»»

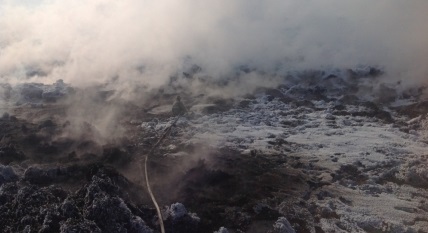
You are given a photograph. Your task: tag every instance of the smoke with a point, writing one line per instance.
(145, 41)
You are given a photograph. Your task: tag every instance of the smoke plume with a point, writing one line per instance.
(145, 41)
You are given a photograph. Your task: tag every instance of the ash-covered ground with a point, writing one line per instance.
(319, 151)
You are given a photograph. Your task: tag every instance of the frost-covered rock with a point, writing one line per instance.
(175, 211)
(179, 220)
(283, 226)
(415, 172)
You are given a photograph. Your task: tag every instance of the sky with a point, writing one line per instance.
(146, 41)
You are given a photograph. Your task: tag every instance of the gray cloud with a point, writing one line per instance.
(84, 42)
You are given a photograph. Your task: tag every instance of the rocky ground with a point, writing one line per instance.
(320, 151)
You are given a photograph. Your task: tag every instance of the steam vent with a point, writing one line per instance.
(161, 116)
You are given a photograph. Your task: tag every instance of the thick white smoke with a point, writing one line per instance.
(145, 41)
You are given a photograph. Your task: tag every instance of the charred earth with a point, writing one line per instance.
(319, 151)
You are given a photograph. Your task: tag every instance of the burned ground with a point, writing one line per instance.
(310, 158)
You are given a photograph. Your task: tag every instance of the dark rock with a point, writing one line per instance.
(73, 226)
(177, 219)
(7, 174)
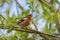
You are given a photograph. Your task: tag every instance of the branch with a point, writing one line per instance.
(19, 5)
(30, 31)
(44, 2)
(4, 18)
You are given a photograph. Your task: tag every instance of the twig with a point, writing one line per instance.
(3, 17)
(30, 31)
(47, 4)
(19, 5)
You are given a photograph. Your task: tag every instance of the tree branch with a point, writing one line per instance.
(30, 31)
(19, 5)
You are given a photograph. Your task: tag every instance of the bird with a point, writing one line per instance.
(25, 21)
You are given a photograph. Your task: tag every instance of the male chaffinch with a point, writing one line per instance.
(25, 21)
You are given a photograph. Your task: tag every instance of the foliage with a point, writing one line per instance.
(40, 9)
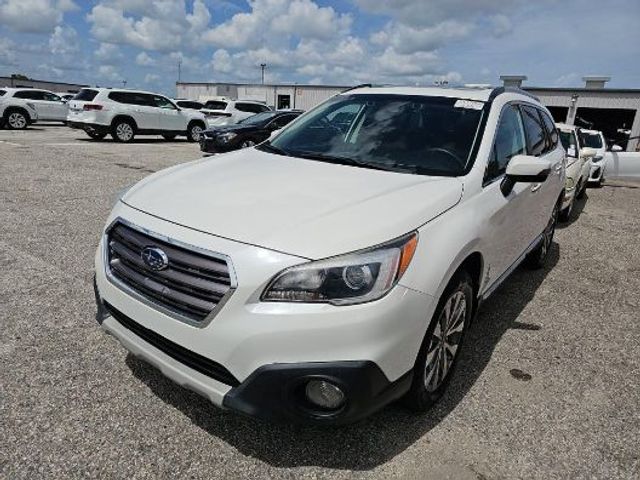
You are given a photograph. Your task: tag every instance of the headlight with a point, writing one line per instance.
(357, 277)
(227, 137)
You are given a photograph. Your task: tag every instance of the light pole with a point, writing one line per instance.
(263, 66)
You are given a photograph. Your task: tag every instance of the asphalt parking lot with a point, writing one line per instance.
(547, 386)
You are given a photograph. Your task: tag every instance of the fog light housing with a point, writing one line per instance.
(324, 394)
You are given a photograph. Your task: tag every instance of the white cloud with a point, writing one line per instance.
(33, 16)
(109, 73)
(162, 25)
(270, 20)
(108, 54)
(64, 41)
(145, 60)
(151, 78)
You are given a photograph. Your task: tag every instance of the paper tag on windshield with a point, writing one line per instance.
(468, 104)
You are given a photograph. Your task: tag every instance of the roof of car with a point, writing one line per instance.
(566, 126)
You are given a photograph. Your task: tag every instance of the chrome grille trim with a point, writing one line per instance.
(192, 290)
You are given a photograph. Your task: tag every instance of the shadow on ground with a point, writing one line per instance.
(145, 140)
(378, 439)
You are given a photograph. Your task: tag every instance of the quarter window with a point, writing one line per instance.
(536, 133)
(552, 131)
(510, 141)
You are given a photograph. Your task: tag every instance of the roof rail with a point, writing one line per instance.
(500, 90)
(362, 85)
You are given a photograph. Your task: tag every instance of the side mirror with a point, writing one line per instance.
(524, 169)
(588, 152)
(274, 133)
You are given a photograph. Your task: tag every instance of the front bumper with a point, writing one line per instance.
(211, 145)
(269, 349)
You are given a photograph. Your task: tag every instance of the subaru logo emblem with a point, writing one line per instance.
(154, 258)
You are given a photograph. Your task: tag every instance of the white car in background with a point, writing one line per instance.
(335, 267)
(578, 167)
(50, 107)
(127, 113)
(595, 139)
(16, 113)
(230, 112)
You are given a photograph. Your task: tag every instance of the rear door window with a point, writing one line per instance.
(536, 133)
(510, 141)
(86, 95)
(215, 105)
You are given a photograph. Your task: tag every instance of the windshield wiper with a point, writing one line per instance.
(268, 147)
(345, 161)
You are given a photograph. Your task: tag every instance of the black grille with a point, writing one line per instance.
(192, 284)
(191, 359)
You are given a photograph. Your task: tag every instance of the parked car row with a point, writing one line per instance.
(336, 266)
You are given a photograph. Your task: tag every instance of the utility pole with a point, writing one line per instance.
(263, 66)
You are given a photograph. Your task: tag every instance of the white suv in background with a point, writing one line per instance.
(595, 139)
(337, 266)
(578, 167)
(16, 113)
(230, 112)
(127, 113)
(50, 107)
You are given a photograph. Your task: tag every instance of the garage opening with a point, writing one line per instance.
(284, 101)
(559, 114)
(614, 123)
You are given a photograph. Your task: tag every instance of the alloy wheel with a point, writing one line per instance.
(124, 131)
(445, 341)
(17, 121)
(196, 132)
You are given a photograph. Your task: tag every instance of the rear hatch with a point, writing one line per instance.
(86, 95)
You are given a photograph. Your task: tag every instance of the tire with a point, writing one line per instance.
(123, 130)
(194, 131)
(95, 134)
(537, 258)
(16, 120)
(439, 353)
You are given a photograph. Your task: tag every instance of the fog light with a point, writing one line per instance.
(324, 394)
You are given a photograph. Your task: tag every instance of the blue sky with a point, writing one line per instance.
(342, 42)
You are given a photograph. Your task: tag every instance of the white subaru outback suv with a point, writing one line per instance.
(16, 113)
(127, 113)
(336, 267)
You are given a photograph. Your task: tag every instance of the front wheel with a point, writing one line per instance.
(123, 131)
(17, 120)
(194, 132)
(95, 134)
(441, 346)
(538, 256)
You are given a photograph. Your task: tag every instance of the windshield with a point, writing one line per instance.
(404, 133)
(258, 118)
(592, 140)
(215, 105)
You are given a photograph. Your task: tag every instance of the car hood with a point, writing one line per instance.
(302, 207)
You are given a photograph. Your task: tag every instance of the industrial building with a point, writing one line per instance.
(57, 87)
(614, 111)
(282, 96)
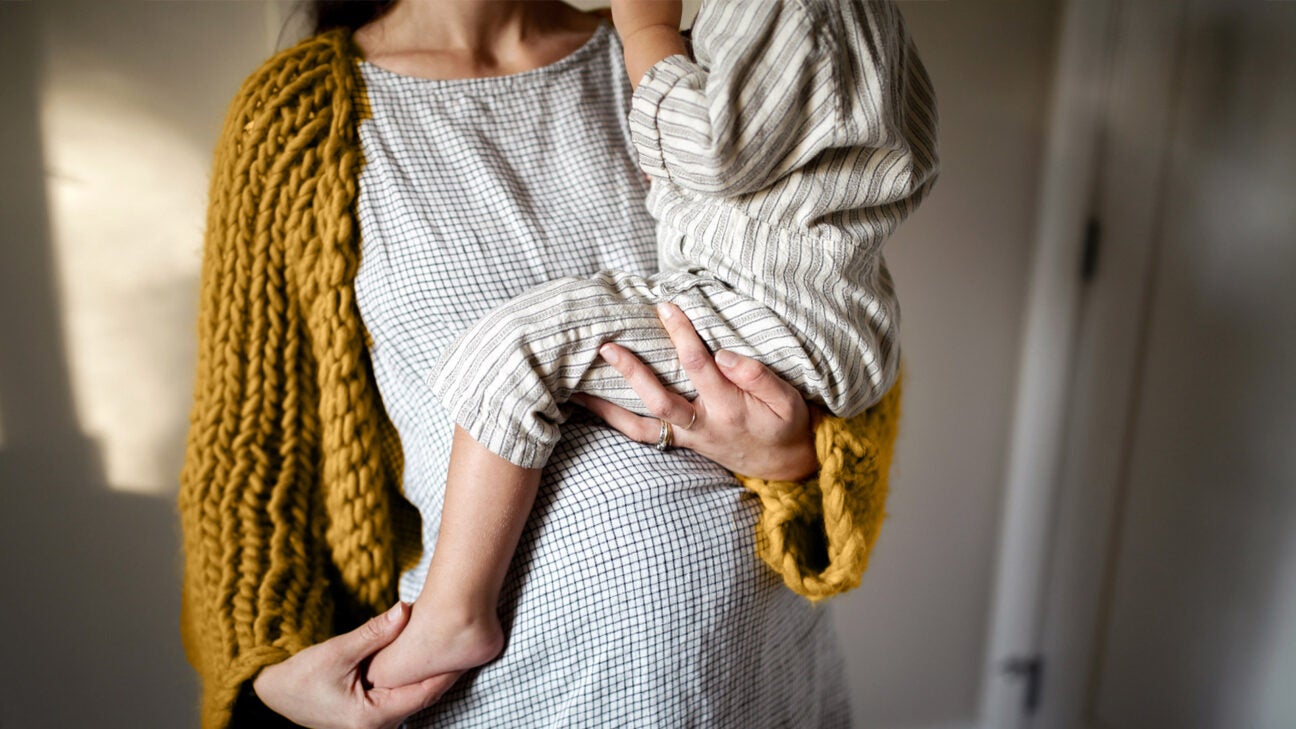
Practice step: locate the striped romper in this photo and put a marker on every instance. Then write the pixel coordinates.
(780, 161)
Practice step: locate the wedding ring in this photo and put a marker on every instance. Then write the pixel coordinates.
(664, 436)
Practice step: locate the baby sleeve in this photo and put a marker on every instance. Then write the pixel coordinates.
(760, 100)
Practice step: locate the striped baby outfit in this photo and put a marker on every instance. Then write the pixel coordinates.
(780, 160)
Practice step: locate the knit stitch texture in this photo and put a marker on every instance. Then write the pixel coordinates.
(289, 498)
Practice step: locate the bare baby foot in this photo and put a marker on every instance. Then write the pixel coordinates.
(437, 642)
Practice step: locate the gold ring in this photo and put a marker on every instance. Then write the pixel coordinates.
(664, 436)
(694, 419)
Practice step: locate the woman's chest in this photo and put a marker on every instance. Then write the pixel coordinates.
(465, 203)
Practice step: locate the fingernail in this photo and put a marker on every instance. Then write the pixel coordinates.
(609, 353)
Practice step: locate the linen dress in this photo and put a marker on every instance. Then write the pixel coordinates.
(635, 597)
(780, 160)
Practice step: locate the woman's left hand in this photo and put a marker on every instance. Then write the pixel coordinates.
(748, 419)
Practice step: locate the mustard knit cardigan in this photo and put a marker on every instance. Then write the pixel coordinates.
(289, 500)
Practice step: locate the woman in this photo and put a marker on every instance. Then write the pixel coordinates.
(635, 596)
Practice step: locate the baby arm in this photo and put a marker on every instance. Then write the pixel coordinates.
(506, 378)
(760, 101)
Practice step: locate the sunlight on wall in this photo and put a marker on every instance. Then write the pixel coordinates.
(126, 197)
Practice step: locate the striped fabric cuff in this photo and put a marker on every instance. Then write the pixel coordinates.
(646, 105)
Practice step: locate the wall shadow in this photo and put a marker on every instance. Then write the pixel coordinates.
(90, 619)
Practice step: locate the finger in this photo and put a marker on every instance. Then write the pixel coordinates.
(694, 356)
(760, 382)
(635, 427)
(657, 400)
(364, 641)
(395, 705)
(638, 428)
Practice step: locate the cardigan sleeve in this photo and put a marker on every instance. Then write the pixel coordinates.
(257, 570)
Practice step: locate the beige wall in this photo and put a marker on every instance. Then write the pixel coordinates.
(112, 109)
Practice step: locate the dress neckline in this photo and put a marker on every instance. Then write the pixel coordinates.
(489, 82)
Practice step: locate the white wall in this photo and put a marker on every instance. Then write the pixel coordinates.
(112, 113)
(915, 629)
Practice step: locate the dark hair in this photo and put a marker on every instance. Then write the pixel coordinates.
(328, 14)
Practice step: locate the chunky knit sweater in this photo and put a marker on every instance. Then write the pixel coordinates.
(290, 492)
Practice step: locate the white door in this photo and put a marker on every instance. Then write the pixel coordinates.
(1169, 597)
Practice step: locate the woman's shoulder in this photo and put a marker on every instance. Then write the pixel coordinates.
(305, 74)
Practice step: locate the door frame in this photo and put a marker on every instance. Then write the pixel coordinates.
(1080, 357)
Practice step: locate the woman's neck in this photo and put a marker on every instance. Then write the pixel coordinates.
(473, 38)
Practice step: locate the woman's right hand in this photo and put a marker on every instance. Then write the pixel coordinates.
(745, 417)
(323, 686)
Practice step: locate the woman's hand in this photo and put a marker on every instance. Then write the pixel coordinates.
(748, 419)
(323, 686)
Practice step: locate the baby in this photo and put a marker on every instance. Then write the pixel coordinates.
(780, 160)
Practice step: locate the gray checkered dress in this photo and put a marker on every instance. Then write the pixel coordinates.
(635, 597)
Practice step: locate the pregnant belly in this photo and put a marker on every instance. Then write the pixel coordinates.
(635, 589)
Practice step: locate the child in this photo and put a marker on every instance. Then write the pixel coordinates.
(780, 161)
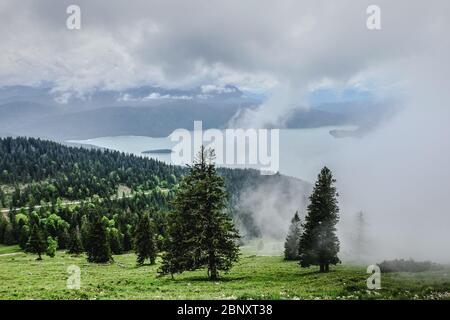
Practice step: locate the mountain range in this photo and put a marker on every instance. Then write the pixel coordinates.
(149, 111)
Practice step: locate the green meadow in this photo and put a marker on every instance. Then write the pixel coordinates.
(253, 277)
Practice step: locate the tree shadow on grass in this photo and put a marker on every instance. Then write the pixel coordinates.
(206, 279)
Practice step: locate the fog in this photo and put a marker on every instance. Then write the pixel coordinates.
(398, 174)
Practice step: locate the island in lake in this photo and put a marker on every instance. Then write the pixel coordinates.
(158, 151)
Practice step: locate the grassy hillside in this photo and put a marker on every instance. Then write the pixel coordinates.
(254, 277)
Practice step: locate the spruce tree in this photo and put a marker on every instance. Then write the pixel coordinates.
(145, 240)
(52, 245)
(291, 246)
(200, 232)
(36, 242)
(98, 249)
(319, 244)
(75, 245)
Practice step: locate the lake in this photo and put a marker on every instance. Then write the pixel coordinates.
(303, 152)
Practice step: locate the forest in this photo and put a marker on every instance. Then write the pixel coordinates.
(64, 188)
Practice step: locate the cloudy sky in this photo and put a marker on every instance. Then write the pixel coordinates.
(291, 45)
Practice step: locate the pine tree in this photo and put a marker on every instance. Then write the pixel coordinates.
(360, 239)
(98, 249)
(145, 241)
(319, 244)
(75, 245)
(200, 233)
(52, 245)
(36, 242)
(291, 246)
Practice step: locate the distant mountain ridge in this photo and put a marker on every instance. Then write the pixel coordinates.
(146, 111)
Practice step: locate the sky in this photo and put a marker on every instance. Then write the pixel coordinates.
(282, 48)
(290, 51)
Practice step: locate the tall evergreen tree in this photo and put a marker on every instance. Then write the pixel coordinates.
(319, 244)
(145, 240)
(36, 243)
(98, 249)
(200, 233)
(291, 246)
(75, 245)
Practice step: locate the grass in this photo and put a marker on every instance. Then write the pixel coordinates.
(254, 277)
(4, 249)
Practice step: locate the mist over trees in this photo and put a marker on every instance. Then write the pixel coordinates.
(291, 245)
(145, 241)
(319, 243)
(200, 232)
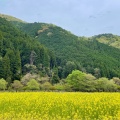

««

- TASK GOAL: Please print the line that contains "Practice step: locate the sky" along with every later line of the material, exactly, through the last one. Leave pictures out of the copy.

- RESPONSE:
Practice step: locate the sky in this photo and put a marker on every instance. Then write the pixel coordinates.
(282, 48)
(290, 51)
Practice step: locate the tall evergreen tree in this photo and put a marker on every instance. Then write the pixel coordinates.
(319, 244)
(145, 240)
(36, 243)
(98, 249)
(200, 233)
(291, 246)
(75, 245)
Practice step: locate the grass in this photo and put a marker on every instance. Then write the pixel coordinates.
(254, 277)
(4, 249)
Practice step: locate the mist over trees in this photo and put a marker on every instance. Then write the pixel coordinates.
(291, 245)
(145, 241)
(319, 243)
(200, 232)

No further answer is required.